LAS VEGAS — The multi-story, adobe-style house is located 30 minutes off the Strip in Henderson, Nevada. Sitting on a corner lot in a gated community littered with palm trees, it’s nice, but not overly extravagant.

You certainly wouldn’t guess that crammed into an upstairs office inside is the three-man brain trust of a successful, high-volume sports betting syndicate.

There’s a former Chicago financial trader, a former high school basketball coach from Illinois and a poker pro who doesn’t even watch the games. They’re regular, easy-going guys in their 30s, who make a living gambling. And they’re preparing for the busiest 30 minutes of their NFL Sunday.

It’s an open, informal setting, with two desks, a couch and four TVs tuned into the early slate of NFL games and the final day of the Presidents Cup. There’s an oversized cutout of Tiger Woods on the wall, along with St. Louis Cardinals and Boston Celtics memorabilia. It’s not really a man cave, though, not a place to chill out, drink beer and watch football with buddies. The only food out is a bucket of ice with some Red Bulls and a box of donuts. This is very much a high-stakes grind.


When I arrive on this Sunday morning, the syndicate, incorporated as Imawhale LLC, has action on everything, except the Tennessee Titans. All morning, they had tried to bet on the underdog Titans against the Houston Texans through mobile apps offered by sports books in Las Vegas.

“Every bet was rejected,” says Jason Garrett (no, not that Jason Garrett) with a frustrated, yet resigned tone. “It’s a good thing; they’re down 24-7.”

Some books will take the syndicate’s action; others won’t. No one in the room is really happy about it, but they all seem to understand that being limited or cut off completely is part of the bettor-vs.-bookmaker battle that decides their salary.

“We provide liquidity on the side that the public doesn’t want to take,” Shane Sigsbee, co-founder of Imawhale Sports, says of the books that do take their action. “So they don’t view us as pariahs. They view us as liquidity providers.”

Garrett and Dan Thomson, both tall, slender and wearing shorts and golf shirts, are the top traders for the syndicate. Garrett was just 27 when he left his job as a high school basketball coach in Illinois in 2013, packed up his red Mustang and moved to Las Vegas to play poker, before joining the syndicate. He’s the definition of a professional gambler: a sports bettor, poker player and admitted card counter, who’s listed in the vaunted Griffin Book. Advantage players know what that is: a database that they don’t want their name in.

------------------------------------------------------------------------

» **Problem to solve**
Could you retype the passage about the Las Vegas betting syndicate word for word, starting at "There’s a former" and ending at "their NFL Sunday."?

» **Region labeling items**
------------------------------------------------------------------------

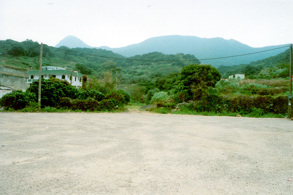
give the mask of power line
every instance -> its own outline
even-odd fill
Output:
[[[106,56],[98,56],[98,55],[95,55],[93,54],[86,54],[85,53],[82,53],[80,52],[78,52],[77,51],[72,51],[70,50],[68,50],[67,49],[62,49],[61,48],[57,48],[57,47],[55,47],[53,46],[49,46],[48,45],[45,45],[46,46],[48,46],[49,47],[53,47],[53,48],[54,48],[56,49],[61,49],[61,50],[63,50],[65,51],[70,51],[70,52],[72,52],[74,53],[77,53],[77,54],[84,54],[86,55],[88,55],[89,56],[96,56],[97,57],[101,57],[102,58],[111,58],[112,59],[117,59],[119,60],[133,60],[135,61],[151,61],[151,62],[181,62],[181,61],[196,61],[197,60],[214,60],[216,59],[222,59],[222,58],[231,58],[232,57],[237,57],[238,56],[245,56],[246,55],[249,55],[251,54],[257,54],[258,53],[260,53],[262,52],[265,52],[265,51],[270,51],[272,50],[274,50],[275,49],[280,49],[281,48],[283,48],[283,47],[285,47],[289,46],[283,46],[283,47],[278,47],[278,48],[275,48],[274,49],[269,49],[268,50],[266,50],[264,51],[258,51],[257,52],[255,52],[253,53],[250,53],[249,54],[242,54],[240,55],[237,55],[236,56],[227,56],[226,57],[220,57],[219,58],[208,58],[206,59],[197,59],[196,60],[137,60],[135,59],[126,59],[125,58],[114,58],[114,57],[107,57]]]
[[[26,52],[27,52],[28,51],[29,51],[30,50],[31,50],[32,49],[34,49],[36,47],[38,47],[40,45],[39,45],[38,46],[36,46],[35,47],[33,47],[33,48],[32,48],[31,49],[30,49],[28,50],[27,50],[26,51],[24,51],[23,52],[21,52],[21,53],[20,53],[20,54],[18,54],[17,55],[15,55],[15,56],[12,56],[11,57],[10,57],[10,58],[6,58],[5,59],[4,59],[3,60],[0,60],[0,61],[2,61],[2,60],[7,60],[7,59],[9,59],[10,58],[13,58],[13,57],[15,57],[16,56],[19,56],[19,55],[20,55],[21,54],[23,54],[25,53]]]

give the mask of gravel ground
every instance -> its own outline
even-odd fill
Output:
[[[288,119],[139,112],[0,118],[1,194],[293,194]]]

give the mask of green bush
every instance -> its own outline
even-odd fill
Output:
[[[166,92],[156,92],[151,98],[151,101],[152,103],[156,104],[157,106],[161,107],[167,103],[167,100],[169,98],[169,96]]]
[[[35,94],[28,92],[16,90],[5,94],[0,99],[0,106],[4,109],[13,108],[17,110],[24,108],[32,102],[35,102],[37,99]]]
[[[122,90],[113,90],[108,92],[105,99],[112,100],[114,104],[121,106],[130,101],[130,95]]]
[[[149,103],[151,100],[151,98],[154,96],[154,95],[156,92],[158,92],[159,91],[160,91],[159,89],[157,88],[155,88],[153,89],[149,90],[144,97],[144,102],[147,104]]]
[[[41,104],[42,107],[54,107],[60,98],[66,97],[71,99],[77,98],[78,90],[68,82],[54,78],[48,80],[42,79],[41,84],[42,93]],[[26,89],[38,97],[39,93],[39,82],[35,81],[30,84]]]
[[[58,105],[59,108],[83,111],[111,110],[115,107],[114,103],[110,99],[103,99],[99,102],[91,98],[86,100],[71,99],[67,97],[62,98]]]
[[[77,99],[79,99],[93,98],[99,101],[103,100],[105,97],[103,94],[95,89],[79,91],[77,93],[77,96],[78,96]]]

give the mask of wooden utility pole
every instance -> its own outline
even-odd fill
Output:
[[[292,44],[290,44],[290,67],[289,75],[289,95],[288,96],[288,118],[291,118],[291,108],[292,104]]]
[[[116,91],[117,91],[117,73],[118,72],[118,68],[116,68]]]
[[[39,109],[41,109],[41,84],[42,83],[42,60],[43,57],[43,43],[41,43],[41,52],[40,57],[40,73],[39,74]]]

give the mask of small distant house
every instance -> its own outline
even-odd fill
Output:
[[[39,70],[29,70],[28,72],[29,78],[27,82],[32,83],[38,80]],[[61,80],[67,81],[71,85],[77,87],[81,87],[82,82],[82,74],[77,71],[71,71],[63,68],[56,66],[43,66],[42,67],[42,78],[49,79],[50,76]]]
[[[245,75],[243,74],[236,74],[233,75],[230,75],[229,76],[229,79],[244,79],[245,76]]]

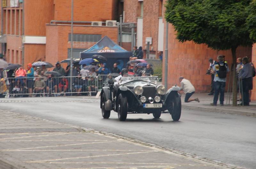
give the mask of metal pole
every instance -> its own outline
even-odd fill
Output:
[[[147,43],[147,59],[149,59],[149,42]]]
[[[135,45],[134,45],[134,39],[133,39],[134,38],[134,25],[132,24],[132,35],[131,36],[131,38],[132,38],[132,46],[131,46],[131,51],[132,51],[133,50],[133,46]]]
[[[168,83],[167,82],[167,79],[168,78],[168,29],[169,23],[166,21],[166,27],[165,30],[165,56],[164,57],[164,86],[166,88],[168,88]]]
[[[120,15],[120,46],[122,47],[122,25],[123,25],[123,15]]]
[[[71,53],[70,53],[70,76],[71,77],[73,76],[73,0],[71,0]],[[73,78],[71,77],[70,78],[70,89],[71,90],[71,95],[72,95],[72,92],[73,91],[73,88],[72,84],[72,80]]]

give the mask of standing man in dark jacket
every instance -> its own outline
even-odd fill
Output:
[[[121,72],[120,69],[117,67],[117,64],[116,63],[114,63],[113,69],[112,69],[111,73],[112,73],[119,74]]]
[[[249,63],[247,57],[243,58],[244,67],[239,73],[239,77],[242,79],[243,86],[243,102],[244,106],[249,105],[249,90],[252,88],[253,67]]]
[[[151,75],[153,75],[154,74],[154,71],[153,70],[153,69],[151,67],[150,64],[148,64],[147,65],[146,73],[150,74]]]
[[[64,76],[65,75],[65,70],[60,66],[60,62],[57,61],[56,64],[55,64],[56,67],[53,69],[53,71],[57,72],[60,74],[60,76]],[[61,79],[60,78],[57,78],[57,76],[54,76],[53,78],[55,78],[56,80],[56,84],[54,86],[54,89],[55,90],[55,92],[57,93],[58,91],[58,87],[57,85],[59,84],[61,81]]]

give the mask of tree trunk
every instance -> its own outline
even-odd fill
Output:
[[[232,47],[231,48],[231,51],[232,52],[232,58],[233,58],[233,63],[232,65],[231,66],[231,70],[230,70],[230,73],[229,76],[231,76],[231,73],[233,74],[233,102],[232,105],[233,106],[237,106],[236,104],[236,100],[237,100],[237,78],[236,78],[236,51],[237,47]],[[232,68],[233,67],[233,68]],[[233,72],[231,71],[233,68]]]

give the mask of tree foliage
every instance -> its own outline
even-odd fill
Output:
[[[255,30],[249,32],[246,22],[251,1],[169,0],[165,18],[174,26],[181,42],[193,40],[214,49],[235,51],[238,46],[250,46],[255,42],[251,37]]]
[[[250,37],[256,39],[256,0],[253,0],[247,8],[249,15],[246,20]]]

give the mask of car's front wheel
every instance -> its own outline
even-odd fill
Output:
[[[155,118],[159,118],[161,116],[161,112],[154,113],[153,113],[153,116]]]
[[[125,121],[127,117],[128,103],[127,97],[120,94],[117,100],[117,114],[118,118],[120,121]]]
[[[101,114],[103,118],[108,118],[110,116],[110,110],[106,110],[105,109],[105,94],[103,93],[100,101],[101,104]]]
[[[178,121],[181,114],[181,100],[178,94],[174,96],[172,102],[173,106],[172,111],[172,118],[174,121]]]

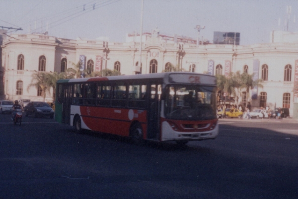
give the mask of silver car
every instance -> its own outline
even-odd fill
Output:
[[[12,101],[8,100],[0,101],[0,112],[2,114],[4,112],[12,113],[13,111],[12,110],[13,105],[13,102]]]
[[[28,104],[31,100],[28,99],[19,99],[19,104],[21,105],[23,108],[24,107]]]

------------------------------------------------------------------------

» **Written solution**
There’s a former Chicago financial trader, a former high school basketball coach from Illinois and a poker pro who doesn’t even watch the games. They’re regular, easy-going guys in their 30s, who make a living gambling. And they’re preparing for the busiest 30 minutes of their NFL Sunday.